What this task involves:
Of the lines below, write out exactly those from the line with "Target: snake head" through the line with "Target: decaying leaf fragment", both included, and skip the rest.

(Data extracted from a collection)
==============================
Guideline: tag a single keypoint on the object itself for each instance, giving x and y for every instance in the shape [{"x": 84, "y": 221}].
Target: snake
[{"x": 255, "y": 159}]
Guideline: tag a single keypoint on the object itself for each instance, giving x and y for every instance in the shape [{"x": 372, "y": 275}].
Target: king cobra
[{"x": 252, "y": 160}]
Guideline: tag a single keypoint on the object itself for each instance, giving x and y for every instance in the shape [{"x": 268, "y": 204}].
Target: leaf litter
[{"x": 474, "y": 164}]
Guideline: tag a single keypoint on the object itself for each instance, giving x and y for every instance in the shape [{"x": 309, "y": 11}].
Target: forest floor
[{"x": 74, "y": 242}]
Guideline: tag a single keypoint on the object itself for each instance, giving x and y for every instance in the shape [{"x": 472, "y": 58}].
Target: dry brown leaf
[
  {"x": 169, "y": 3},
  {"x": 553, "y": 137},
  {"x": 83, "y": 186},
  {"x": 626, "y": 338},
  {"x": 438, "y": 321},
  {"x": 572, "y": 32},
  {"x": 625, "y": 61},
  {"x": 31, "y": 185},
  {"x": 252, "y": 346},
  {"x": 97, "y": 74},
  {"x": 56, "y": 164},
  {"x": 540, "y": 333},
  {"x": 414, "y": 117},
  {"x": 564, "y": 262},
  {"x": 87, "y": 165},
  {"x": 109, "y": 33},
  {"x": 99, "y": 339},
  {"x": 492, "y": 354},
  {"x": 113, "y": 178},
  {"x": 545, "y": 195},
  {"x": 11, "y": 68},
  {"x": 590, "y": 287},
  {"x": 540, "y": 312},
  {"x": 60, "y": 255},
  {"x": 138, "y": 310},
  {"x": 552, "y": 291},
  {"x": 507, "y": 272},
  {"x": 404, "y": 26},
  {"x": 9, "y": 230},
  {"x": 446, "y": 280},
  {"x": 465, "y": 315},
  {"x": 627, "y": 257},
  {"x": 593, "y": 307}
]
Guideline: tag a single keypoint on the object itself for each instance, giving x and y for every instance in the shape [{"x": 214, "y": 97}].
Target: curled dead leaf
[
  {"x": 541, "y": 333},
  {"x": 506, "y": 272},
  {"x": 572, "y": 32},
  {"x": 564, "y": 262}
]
==============================
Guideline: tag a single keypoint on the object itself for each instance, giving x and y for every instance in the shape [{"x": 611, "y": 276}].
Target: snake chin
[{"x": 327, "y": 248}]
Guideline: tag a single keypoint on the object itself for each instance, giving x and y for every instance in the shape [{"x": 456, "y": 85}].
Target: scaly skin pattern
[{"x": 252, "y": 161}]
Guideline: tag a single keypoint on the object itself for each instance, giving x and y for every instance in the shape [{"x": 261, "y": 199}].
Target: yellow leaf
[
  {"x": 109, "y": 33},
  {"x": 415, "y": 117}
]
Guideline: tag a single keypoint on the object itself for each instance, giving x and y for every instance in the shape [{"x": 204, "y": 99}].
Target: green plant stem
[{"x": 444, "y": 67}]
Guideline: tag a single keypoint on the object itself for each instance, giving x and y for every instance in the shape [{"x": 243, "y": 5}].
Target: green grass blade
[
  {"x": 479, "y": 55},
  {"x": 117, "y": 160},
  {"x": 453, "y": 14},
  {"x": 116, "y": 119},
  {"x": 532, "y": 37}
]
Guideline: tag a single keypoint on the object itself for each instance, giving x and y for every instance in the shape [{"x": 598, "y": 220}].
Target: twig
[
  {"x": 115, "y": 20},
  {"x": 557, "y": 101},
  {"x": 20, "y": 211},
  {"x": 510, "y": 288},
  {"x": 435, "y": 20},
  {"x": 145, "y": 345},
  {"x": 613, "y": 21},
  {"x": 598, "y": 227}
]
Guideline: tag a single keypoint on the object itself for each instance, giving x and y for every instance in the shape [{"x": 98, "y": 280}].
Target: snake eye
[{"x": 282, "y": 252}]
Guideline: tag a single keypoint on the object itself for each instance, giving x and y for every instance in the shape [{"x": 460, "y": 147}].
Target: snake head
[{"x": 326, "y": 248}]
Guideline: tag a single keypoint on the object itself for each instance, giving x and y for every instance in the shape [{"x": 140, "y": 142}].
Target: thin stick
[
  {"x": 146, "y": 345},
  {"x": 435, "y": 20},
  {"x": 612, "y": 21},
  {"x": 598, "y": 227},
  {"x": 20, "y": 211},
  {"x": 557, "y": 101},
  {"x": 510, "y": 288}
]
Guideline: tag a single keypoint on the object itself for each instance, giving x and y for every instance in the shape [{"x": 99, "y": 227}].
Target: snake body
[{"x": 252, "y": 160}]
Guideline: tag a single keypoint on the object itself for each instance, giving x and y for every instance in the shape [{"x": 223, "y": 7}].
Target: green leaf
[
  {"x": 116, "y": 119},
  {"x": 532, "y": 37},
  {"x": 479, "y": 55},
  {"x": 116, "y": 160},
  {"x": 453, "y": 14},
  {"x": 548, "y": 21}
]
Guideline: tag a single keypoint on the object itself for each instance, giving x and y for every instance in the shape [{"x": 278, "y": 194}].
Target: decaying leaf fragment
==============================
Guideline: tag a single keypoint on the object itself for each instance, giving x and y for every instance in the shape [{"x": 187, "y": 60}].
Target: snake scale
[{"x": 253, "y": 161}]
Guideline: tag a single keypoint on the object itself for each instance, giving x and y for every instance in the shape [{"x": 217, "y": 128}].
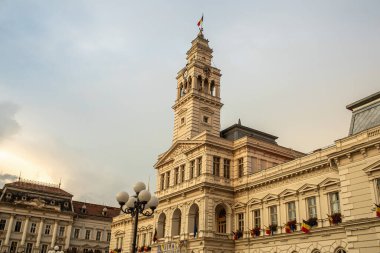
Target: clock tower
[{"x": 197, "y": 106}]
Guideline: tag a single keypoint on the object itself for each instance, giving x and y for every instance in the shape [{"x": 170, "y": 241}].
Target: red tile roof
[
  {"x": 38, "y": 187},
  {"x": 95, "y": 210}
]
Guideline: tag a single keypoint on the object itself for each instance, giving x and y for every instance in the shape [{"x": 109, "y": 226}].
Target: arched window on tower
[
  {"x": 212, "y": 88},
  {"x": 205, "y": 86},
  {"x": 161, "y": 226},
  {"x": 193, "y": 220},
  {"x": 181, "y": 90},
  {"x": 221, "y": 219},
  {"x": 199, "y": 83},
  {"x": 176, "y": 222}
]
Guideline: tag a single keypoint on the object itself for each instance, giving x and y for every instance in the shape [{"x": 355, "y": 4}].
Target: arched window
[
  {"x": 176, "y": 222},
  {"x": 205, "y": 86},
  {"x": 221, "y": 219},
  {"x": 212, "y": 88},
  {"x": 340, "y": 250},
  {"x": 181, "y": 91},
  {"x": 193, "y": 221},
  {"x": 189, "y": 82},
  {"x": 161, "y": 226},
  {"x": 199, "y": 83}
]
==============================
Exercise response:
Target: snake head
[{"x": 326, "y": 248}]
Guideline: tag a single keypoint on the object itself for each instance, giving x and y for every instance in the shape [{"x": 140, "y": 142}].
Target: thin stick
[
  {"x": 146, "y": 345},
  {"x": 435, "y": 20},
  {"x": 612, "y": 21},
  {"x": 598, "y": 227},
  {"x": 20, "y": 211},
  {"x": 557, "y": 101},
  {"x": 510, "y": 288}
]
Guideline: tag a single keypoint on the object itself for each instance, giving x and y for every instance in the shape [{"x": 99, "y": 227}].
Target: snake body
[{"x": 252, "y": 160}]
Guideline: tag a single keypoint on the object itself for each instance, giving x and y for every instance in the shape [{"x": 223, "y": 7}].
Target: green leaf
[
  {"x": 116, "y": 119},
  {"x": 532, "y": 37},
  {"x": 479, "y": 55},
  {"x": 116, "y": 160},
  {"x": 453, "y": 14},
  {"x": 548, "y": 21}
]
Guideline: tag a single keypoint on the object itself for each instance, giving x and y for every instance in the shape [{"x": 278, "y": 194}].
Target: decaying leaf fragment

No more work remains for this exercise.